═══ DATA SUPPLIED ═══
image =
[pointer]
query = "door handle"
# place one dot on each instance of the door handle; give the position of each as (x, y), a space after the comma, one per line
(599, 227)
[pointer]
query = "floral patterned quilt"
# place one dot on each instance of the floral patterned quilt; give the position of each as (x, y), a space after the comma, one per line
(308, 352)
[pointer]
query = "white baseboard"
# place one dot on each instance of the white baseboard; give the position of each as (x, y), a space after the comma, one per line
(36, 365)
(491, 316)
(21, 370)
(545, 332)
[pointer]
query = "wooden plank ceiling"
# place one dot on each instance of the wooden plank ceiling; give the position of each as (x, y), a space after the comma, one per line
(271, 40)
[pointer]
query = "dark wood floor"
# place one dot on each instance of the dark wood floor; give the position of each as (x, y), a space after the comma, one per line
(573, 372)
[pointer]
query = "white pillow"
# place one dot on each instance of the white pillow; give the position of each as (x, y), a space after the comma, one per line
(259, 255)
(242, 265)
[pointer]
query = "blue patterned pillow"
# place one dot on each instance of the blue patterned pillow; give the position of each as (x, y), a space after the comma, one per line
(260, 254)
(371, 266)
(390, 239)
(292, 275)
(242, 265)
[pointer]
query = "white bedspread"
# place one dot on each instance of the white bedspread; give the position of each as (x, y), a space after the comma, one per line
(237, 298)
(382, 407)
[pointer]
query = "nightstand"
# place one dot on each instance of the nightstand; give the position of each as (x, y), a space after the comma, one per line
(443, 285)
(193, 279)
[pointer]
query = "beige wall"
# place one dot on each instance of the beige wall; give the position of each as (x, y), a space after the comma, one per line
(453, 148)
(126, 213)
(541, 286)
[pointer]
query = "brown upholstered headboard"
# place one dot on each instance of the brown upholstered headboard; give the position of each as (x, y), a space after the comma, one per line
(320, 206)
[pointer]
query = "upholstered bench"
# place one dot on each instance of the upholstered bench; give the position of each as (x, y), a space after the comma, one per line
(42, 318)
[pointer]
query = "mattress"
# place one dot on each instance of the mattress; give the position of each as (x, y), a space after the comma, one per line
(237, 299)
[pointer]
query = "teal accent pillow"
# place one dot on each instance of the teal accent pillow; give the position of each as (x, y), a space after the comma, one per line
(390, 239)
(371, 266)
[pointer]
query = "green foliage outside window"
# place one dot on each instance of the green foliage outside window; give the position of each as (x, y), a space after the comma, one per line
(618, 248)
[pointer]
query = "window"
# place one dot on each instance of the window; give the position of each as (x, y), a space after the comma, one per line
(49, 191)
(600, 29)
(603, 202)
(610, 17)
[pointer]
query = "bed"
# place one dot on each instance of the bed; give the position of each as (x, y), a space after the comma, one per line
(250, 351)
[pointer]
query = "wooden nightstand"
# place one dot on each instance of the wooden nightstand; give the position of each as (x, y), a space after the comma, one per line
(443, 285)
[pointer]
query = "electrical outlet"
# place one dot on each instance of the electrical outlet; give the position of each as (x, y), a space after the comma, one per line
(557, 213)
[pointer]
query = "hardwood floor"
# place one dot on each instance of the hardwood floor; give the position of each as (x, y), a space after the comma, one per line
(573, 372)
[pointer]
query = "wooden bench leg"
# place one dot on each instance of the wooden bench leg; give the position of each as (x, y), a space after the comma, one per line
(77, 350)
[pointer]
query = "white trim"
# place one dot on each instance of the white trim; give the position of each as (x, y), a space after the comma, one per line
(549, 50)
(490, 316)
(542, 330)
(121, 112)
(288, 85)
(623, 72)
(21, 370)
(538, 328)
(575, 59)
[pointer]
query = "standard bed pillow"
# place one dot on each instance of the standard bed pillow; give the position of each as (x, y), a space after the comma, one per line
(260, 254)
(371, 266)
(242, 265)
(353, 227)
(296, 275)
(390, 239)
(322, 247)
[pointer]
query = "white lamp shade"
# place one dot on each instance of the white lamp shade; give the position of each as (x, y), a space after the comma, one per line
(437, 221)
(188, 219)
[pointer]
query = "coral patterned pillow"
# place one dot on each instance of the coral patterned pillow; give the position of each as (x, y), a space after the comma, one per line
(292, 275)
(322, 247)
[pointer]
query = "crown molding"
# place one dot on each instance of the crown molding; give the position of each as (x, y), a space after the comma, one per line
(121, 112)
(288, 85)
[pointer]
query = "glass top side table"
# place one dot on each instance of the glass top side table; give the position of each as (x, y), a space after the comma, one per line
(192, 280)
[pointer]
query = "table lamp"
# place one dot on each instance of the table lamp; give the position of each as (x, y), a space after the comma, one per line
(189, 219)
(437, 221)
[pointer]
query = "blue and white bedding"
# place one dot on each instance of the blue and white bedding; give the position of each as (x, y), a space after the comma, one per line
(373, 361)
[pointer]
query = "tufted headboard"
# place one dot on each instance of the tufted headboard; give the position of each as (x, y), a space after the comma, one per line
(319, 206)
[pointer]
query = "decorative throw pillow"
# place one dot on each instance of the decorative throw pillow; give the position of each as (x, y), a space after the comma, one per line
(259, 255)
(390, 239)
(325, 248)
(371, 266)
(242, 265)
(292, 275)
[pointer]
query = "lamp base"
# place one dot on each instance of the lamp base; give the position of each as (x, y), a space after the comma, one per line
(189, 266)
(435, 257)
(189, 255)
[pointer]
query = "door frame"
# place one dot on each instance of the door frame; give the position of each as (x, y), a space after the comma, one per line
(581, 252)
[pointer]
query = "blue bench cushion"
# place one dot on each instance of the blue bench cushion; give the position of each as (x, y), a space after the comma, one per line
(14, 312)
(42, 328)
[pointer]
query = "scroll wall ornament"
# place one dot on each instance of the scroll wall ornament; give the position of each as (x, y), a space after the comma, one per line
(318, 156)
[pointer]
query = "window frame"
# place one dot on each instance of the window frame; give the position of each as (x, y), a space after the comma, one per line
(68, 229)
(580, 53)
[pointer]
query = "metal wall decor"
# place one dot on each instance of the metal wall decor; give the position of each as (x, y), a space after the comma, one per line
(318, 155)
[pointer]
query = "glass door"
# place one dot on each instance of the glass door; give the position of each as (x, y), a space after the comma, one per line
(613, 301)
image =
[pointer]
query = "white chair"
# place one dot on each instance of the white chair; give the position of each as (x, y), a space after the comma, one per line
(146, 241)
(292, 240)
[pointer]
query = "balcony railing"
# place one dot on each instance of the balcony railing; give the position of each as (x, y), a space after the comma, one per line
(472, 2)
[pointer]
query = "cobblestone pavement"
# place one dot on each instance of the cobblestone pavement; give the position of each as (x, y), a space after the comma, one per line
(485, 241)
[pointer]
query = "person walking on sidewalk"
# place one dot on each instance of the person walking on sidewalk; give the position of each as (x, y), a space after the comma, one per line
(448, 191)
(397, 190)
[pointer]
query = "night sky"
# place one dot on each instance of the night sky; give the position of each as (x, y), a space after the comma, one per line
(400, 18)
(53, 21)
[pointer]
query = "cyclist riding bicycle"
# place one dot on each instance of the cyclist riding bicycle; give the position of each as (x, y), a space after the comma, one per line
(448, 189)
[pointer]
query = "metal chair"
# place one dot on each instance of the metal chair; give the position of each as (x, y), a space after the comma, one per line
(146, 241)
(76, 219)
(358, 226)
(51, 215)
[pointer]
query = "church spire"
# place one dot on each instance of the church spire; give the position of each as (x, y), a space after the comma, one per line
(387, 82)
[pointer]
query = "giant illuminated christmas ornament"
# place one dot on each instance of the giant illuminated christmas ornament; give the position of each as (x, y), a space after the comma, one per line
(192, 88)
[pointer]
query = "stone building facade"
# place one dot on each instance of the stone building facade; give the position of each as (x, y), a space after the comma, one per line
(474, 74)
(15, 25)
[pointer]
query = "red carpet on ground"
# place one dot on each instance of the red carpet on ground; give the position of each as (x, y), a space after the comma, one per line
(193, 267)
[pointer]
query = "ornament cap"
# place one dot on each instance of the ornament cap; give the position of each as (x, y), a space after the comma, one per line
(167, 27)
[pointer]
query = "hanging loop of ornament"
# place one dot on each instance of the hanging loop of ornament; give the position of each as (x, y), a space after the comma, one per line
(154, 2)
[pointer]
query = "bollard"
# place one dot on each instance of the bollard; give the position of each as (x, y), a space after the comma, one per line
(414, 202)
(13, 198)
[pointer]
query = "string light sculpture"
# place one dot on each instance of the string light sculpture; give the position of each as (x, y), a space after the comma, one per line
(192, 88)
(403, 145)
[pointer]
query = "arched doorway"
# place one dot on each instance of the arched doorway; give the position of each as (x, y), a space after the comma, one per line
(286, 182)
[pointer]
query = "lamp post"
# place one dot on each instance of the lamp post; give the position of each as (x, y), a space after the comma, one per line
═══
**WHAT IS BEING ASKED**
From the entries above, extract every line where the word "post" appears.

**RESPONSE AREA**
query = "lamp post"
# place one dot on each instance of the lamp post; give the position of each as (x, y), a space after the comma, one per line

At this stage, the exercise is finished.